▶ **What the exercise asks**:
Give back the whole listing exactly as shown.

------------------------------

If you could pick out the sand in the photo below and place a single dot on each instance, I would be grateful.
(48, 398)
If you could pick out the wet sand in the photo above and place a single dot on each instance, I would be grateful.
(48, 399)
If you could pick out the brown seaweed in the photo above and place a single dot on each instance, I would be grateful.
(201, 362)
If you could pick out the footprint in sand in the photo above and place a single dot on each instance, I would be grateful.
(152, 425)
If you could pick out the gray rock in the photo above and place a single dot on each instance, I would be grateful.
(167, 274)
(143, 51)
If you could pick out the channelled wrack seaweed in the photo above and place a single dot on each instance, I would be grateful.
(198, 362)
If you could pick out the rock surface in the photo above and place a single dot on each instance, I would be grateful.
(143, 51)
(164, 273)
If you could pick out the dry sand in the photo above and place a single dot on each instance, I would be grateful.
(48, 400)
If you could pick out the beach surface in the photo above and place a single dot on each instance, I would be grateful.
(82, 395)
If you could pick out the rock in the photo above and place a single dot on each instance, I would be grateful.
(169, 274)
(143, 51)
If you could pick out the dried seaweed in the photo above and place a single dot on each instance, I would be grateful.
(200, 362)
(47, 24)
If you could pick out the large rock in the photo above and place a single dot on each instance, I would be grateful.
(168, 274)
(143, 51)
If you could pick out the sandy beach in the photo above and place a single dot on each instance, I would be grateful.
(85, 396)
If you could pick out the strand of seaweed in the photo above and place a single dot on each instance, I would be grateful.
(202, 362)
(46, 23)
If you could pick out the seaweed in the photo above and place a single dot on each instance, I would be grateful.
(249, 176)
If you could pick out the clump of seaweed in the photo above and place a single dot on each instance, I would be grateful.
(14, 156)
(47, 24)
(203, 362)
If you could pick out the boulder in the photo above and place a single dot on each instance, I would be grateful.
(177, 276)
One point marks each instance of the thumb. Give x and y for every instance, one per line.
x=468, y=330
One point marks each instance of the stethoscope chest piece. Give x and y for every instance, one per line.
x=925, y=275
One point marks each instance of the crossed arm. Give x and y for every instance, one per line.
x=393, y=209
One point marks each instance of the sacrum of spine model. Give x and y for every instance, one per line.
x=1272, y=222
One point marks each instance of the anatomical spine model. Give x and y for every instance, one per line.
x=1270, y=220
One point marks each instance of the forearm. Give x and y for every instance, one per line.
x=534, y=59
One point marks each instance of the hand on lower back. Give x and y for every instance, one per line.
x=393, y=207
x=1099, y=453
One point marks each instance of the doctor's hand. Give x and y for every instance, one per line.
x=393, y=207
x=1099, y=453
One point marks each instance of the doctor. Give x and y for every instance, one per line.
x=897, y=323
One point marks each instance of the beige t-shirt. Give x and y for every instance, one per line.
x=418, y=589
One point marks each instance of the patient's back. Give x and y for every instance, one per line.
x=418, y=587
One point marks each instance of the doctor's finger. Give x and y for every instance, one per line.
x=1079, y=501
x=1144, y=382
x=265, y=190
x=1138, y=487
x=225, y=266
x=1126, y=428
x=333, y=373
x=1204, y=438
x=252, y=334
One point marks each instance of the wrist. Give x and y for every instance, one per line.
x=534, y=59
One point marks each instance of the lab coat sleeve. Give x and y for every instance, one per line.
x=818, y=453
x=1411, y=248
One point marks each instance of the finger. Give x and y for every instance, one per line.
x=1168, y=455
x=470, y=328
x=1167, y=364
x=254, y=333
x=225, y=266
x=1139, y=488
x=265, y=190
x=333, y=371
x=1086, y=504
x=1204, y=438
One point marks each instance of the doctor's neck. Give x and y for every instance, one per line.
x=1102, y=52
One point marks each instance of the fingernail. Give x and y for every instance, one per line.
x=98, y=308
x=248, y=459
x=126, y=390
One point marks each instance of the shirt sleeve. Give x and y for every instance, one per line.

------------------------------

▶ **The completed task**:
If you could pick out the sand in the photo below and place a single dot on each instance, I would be grateful.
(48, 398)
If you could pick out the wet sand in the photo above and place a single dot on each instance, I would be grateful.
(48, 399)
If you could pick out the brown seaweed in the photo above and place a single dot on each instance, I would be grateful.
(201, 362)
If you could pick out the footprint in sand in the photo above and place a single dot on each instance, I would be grateful.
(152, 425)
If you could pick out the gray rock in the photo above and place a single dot on each instance, I would be grateful.
(167, 274)
(143, 51)
If you could pick out the channelled wrack seaweed in the photo above and place a single dot on each instance, I would be grateful.
(198, 362)
If you could pick out the rock surface in the photo above and place a single dot on each instance, I would be grateful.
(143, 51)
(164, 273)
If you could pick out the dry sand in the photo above and place a single dot on each instance, I would be grateful.
(48, 400)
If you could pick out the beach surface in the photo above and place a single dot on each instance, I would be grateful.
(82, 395)
If you could pick out the rock in the photo above and place a single dot on each instance, I would be grateful.
(169, 274)
(143, 51)
If you could pick out the dried seaweed in the photo above and place a single dot on each instance, I would be grateful.
(200, 362)
(47, 24)
If you could pick out the large rock in the photo above and place a single dot on each instance, I would be grateful.
(168, 274)
(143, 51)
If you could pick out the sandy beach in the photo above and place a single dot on each instance, I would be grateful.
(85, 396)
If you could pick out the strand of seaweed in the photo above and place a single dot on each instance, I would be grateful.
(202, 362)
(46, 23)
If you could pick out the seaweed in the photo above and place a single dot on each instance, I would be grateful.
(249, 176)
If you could pick out the clump of seaweed in the photo above and place a single dot on each instance, I would be grateful.
(14, 156)
(47, 24)
(203, 362)
If you could pick out the boulder in the photo above and place a single dot on each instance, I would be grateful.
(177, 276)
One point marks each instance of the thumb. Give x and y for every instance, one per line.
x=468, y=330
One point marks each instance of the stethoscope chest piece. Give x and y for every instance, one per line.
x=925, y=275
One point marks each instance of the crossed arm. Give x and y for every instance, one per line.
x=393, y=209
One point marks each instance of the sacrum of spine model. Give x and y for every instance, one per line.
x=1272, y=222
One point marks each instance of the anatomical spine model. Give x and y for every instance, one per line.
x=1270, y=220
One point marks each instance of the forearm. Give x and y for every instance, one per line.
x=534, y=59
One point marks each instance of the hand on lower back. Give x and y for every instance, one per line.
x=393, y=207
x=1099, y=453
One point marks each instance of the doctor's hand. Give x and y for every instance, one per line.
x=393, y=207
x=1099, y=453
One point marks each instance of the doctor. Give x and y for every instance, one per line.
x=897, y=323
One point marks each instance of the beige t-shirt. Give x and y for every instance, one per line.
x=418, y=589
One point marks each instance of the patient's back. Give x and y for every instance, one per line.
x=418, y=587
One point marks each instance of the doctor's finger. Give x and y for every instance, one per line.
x=1079, y=501
x=1144, y=382
x=265, y=190
x=1138, y=487
x=225, y=266
x=1126, y=428
x=333, y=373
x=1204, y=438
x=252, y=334
One point marks each instance of the wrist. Give x and y for every instance, one per line.
x=534, y=59
One point marks each instance of the lab coat sleeve. Give x and y for every instance, one per line.
x=818, y=453
x=1411, y=248
One point marks each instance of the finger. Give x and y for every instance, one per line.
x=1168, y=455
x=470, y=328
x=1167, y=364
x=254, y=333
x=225, y=266
x=1139, y=488
x=265, y=190
x=333, y=371
x=1086, y=504
x=1204, y=438
One point marks each instance of the doctor's neck. Give x and y for every instance, one per line.
x=1102, y=52
One point marks each instance of the fingernail. Give x and y for every instance, one per line.
x=98, y=308
x=248, y=459
x=126, y=390
One point marks each instance of the shirt sleeve. Give x and y for every instance, one per line.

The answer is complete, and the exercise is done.